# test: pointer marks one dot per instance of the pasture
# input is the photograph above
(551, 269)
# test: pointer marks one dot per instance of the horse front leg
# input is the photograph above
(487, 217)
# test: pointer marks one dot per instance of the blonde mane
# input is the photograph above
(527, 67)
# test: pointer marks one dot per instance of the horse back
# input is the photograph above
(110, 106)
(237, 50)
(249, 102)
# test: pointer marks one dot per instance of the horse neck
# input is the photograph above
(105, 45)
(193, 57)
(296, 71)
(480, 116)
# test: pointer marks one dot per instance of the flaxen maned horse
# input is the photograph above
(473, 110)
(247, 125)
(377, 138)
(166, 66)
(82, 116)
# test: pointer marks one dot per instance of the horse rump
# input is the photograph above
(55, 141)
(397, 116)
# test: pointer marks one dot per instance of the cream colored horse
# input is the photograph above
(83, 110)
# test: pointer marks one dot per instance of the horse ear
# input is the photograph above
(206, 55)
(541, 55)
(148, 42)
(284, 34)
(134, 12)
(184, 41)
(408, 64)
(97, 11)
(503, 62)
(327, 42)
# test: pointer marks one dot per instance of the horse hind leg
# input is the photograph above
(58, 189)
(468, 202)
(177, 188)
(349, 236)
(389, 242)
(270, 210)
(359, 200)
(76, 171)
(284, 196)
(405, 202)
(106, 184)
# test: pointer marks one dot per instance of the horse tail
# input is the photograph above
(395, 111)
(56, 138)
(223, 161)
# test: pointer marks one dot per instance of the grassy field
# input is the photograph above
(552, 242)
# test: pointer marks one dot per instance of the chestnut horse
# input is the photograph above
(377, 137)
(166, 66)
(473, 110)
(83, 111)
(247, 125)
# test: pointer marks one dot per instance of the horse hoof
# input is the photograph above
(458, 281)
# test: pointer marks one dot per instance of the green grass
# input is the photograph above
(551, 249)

→ What is asked
Recast all the records above as a JSON list of strings, with one string for each line and blank lines left out.

→ The reply
[
  "# test: pointer marks one dot per instance of the pasture",
  "# input is the photograph above",
  "(551, 269)",
  "# test: pointer marks one dot per instance of the horse front leg",
  "# input is the photograph above",
  "(487, 217)",
  "# test: pointer marks one dot per instance of the blonde mane",
  "# input is the photograph above",
  "(527, 67)",
  "# test: pointer marks one dot per instance of the horse back",
  "# input is the photograph above",
  "(110, 106)",
  "(237, 50)",
  "(249, 102)",
  "# test: pointer marks one dot per instance of the horse neck",
  "# input is the photograph above",
  "(105, 45)",
  "(193, 57)",
  "(296, 71)",
  "(480, 116)",
  "# test: pointer marks one dot per instance of the flaxen maned horse",
  "# input is the photograph above",
  "(473, 110)",
  "(247, 125)",
  "(377, 138)",
  "(166, 66)",
  "(82, 116)",
  "# test: pointer marks one dot per instance of the horse rump",
  "# input is the photograph above",
  "(55, 141)",
  "(397, 116)",
  "# test: pointer marks one dot per instance of the cream colored horse",
  "# input is the photograph above",
  "(83, 110)",
  "# test: pointer marks one dot per instance of the horse ear",
  "# input is the photograph above",
  "(206, 55)",
  "(541, 55)",
  "(148, 42)",
  "(284, 34)",
  "(134, 12)",
  "(184, 41)",
  "(408, 64)",
  "(97, 11)",
  "(503, 62)",
  "(327, 42)",
  "# test: pointer marks one dot per instance of the horse hind leg",
  "# input is the photograph above",
  "(58, 189)",
  "(468, 202)",
  "(177, 188)",
  "(349, 236)",
  "(389, 242)",
  "(270, 210)",
  "(359, 200)",
  "(76, 171)",
  "(284, 196)",
  "(405, 202)",
  "(106, 184)",
  "# test: pointer marks one dot per instance of the horse tail",
  "# input is the photograph above",
  "(395, 111)",
  "(56, 138)",
  "(223, 161)",
  "# test: pointer marks one dot per instance of the grassy field",
  "# input is the photograph above",
  "(552, 242)",
  "# test: pointer marks one dot per instance of the chestnut horse",
  "# input is the photograph above",
  "(377, 137)",
  "(166, 66)",
  "(473, 110)",
  "(83, 111)",
  "(247, 125)",
  "# test: pointer marks one dot per instance of the horse hoof",
  "# input is the photograph above",
  "(458, 281)",
  "# test: pointer marks one dot per instance of the green grass",
  "# input is the photograph above",
  "(551, 249)"
]